KAMISAN | FLP BANDUNG
10 APRIL 2014 – SEKBER: BRAGA CITY WALK

oleh: Siti Hamidah



Kamis lalu (03 April 2014), kita sudah berkenalan dengan aliran “romantisme”. Ketika itu kita diajak meromantisisme pikiran kita agar sama-sama menyepakati bahwa yang dimaksudkan adalah sistem kepercayaan/paham yang dicirikan oleh sufiks -isme untuk romantis maka menurut kamus, kata yang dirujuk adalah “romantisisme”. Selama ini kita keliru dengan makna romantis, yang dibonsaikan menjadi “percintaan”. Alhamdulillah, setelah berkontemplasi bersama di kamisan tercinta, dan kita mendapat pencerahaan dari Uni Irez. ^^. Secara ringkas yang dimaksud dengan romantisisme adalah haluan kesusastraan akhir abad ke-18 yang mengutamakan perasaan, pikiran, dan tindakan spontanitas; aliran dalam seni (drama) yang mengutamakan imajinasi, emosi, dan sentimen idealisme (KBBI, 2007: 961).
Memorabilia indah di kamisan kemarin membekali pembaharuan semangat demi kecintaan kita terhadap Sang Pemilik ilmu. Tiba saatnya minggu kedua di bulan april ini kita beranjak menuju aliran berikutnya yang masih susur galur dengan romantisisme, yakni surealisme.

A.       Pendahuluan
Seperti yang kita ketahui ada dua cara untuk menggauli sastra, melalui pendekatan intrinsik dan pendekatan ekstrinsik.  Menurut babon, Teori Kesusastraan, Wellek dan Wareen (1995) ada empat studi sastra dengan pendekatan ekstrinsik: (1) Biografi; (2) Psikologis; (3) Sosiologis; dan (4) Filosofis.
Berhubungan dengan surealis maka pembahasan akan tertuju pada paham atau aliran filosofi yang diusung oleh karya sastra. Pendekatan secara filosofis, berarti memahami karya sastra sebagai suatu bentuk yang membungkus unsur pemikiran falsafi. Filsafat sebagai landasan berpikir dari ilmu pengetahuan, sangat besar perannya memengaruhi kerangka berpikir setiap bidang ilmu. Aliran/paham dalam ilmu pengetahuan, seni maupun sastra lahir berdasarkan sudut pandang filsafat. Karya sastra sebagai cipta dari kesusastraan tak luput dari identifikasi falsafi. Aliran sastra pada dasarnya merupakan upaya penggambaran prinsip/pandangan hidup (politik, agama, sosial, dll) yang dianut sastrawan dan tercermin dalam karya sastra yang dihasilkannya.
Berdasarkan paham dualisme, aliran dalam sastra dibedakan menjadi dua aliran besar, yakni idealisme dan materialisme. Menurut KBBI (2007: 416) idealisme adalah aliran ilmu filsafat yang menganggap pikiran atau cita-cita sebagai satu-satunya hal yang benar yang dapat dicamkan dan dipahami. Realitas menurut para idealis terdiri atas ide-ide (pikiran-pikiran), jiwa dan hal-hal diluar benda material karenanya para idealis akan berusaha hidup menurut cita-cita dan patokan yang dianggap sempurna, berdasarkan hasil nalarnya. Dengan kata lain yang dimaksud realitas dalam pemahaman idealis adalah sesuatu yang kita pikirkan dengan akal kita.

** LANGKAH PENGERJAAN **
• A. Sebutkan semua studi sastra dengan pendekatan ekstrinsik yang tercantum dalam teks tentang aliran sastra.
• B. Teruskan teks tentang aliran sastra, mulai dari kalimat sesudah kalimat terakhir yang ditampilkan.

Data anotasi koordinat
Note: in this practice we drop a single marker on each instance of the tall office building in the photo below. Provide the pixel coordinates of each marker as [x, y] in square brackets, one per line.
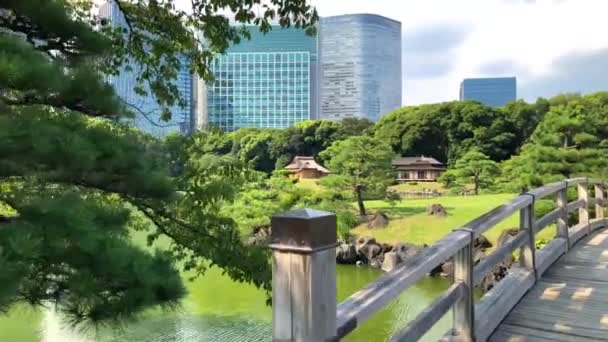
[146, 109]
[494, 92]
[269, 81]
[360, 66]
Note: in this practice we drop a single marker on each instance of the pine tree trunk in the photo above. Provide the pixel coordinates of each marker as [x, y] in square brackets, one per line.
[476, 181]
[358, 190]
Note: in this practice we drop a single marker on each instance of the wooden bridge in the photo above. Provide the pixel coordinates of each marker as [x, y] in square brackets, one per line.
[556, 293]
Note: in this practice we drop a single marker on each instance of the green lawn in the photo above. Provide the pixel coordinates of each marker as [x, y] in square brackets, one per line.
[410, 223]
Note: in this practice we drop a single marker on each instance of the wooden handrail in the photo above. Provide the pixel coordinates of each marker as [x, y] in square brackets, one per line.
[304, 312]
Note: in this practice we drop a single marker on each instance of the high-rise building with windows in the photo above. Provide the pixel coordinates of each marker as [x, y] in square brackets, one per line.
[360, 66]
[146, 109]
[269, 81]
[494, 92]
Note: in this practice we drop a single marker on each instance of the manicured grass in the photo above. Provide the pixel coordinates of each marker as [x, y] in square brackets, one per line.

** DAFTAR JAWABAN **
• A.
1. Biografi
2. Psikologis
3. Sosiologis
4. Filosofis

• B.
Salah satu tokoh filsuf idealis adalah Plato, sebagaimana diketahui Plato adalah seorang filsuf dari Yunani yang terkenal dengan gagasan “dunia ide”-nya. Plato “… percaya bahwa semua fenomena alam itu hanyalah bayang-bayang dari bentuk atau ide yang kekal” (Gaarder, 2013: 153). Plato meyakini segala sesuatu di alam ini (Plato mengistilahkan dengan sebutan dunia indra) adalah cerminan dari dunia ide. Dunia idenya ini yang menjadikan Plato sebagai “bapaknya” aliran idealisme, dan yang termasuk ke dalam aliran idealisme adalah aliran romantisisme, simbolisme, ekspresionisme, mistisisme, dan surealisme.
Sedangkan yang dimaksud dengan aliran materialisme adalah pandangan hidup yang mencari dasar segala sesuatu yang termasuk kehidupan manusia di dalam alam kebendaan semata-mata dengan mengesampingkan segala sesuatu yang mengatasi alam indra (KBBI, 2007: 723). Materialisme, berpandangan bahwa materi itu adalah realitas sedangkan ide hanyalah bagian dari interaksi dengan materi sehingga menurut aliran materalisme dunia bergantung pada materi.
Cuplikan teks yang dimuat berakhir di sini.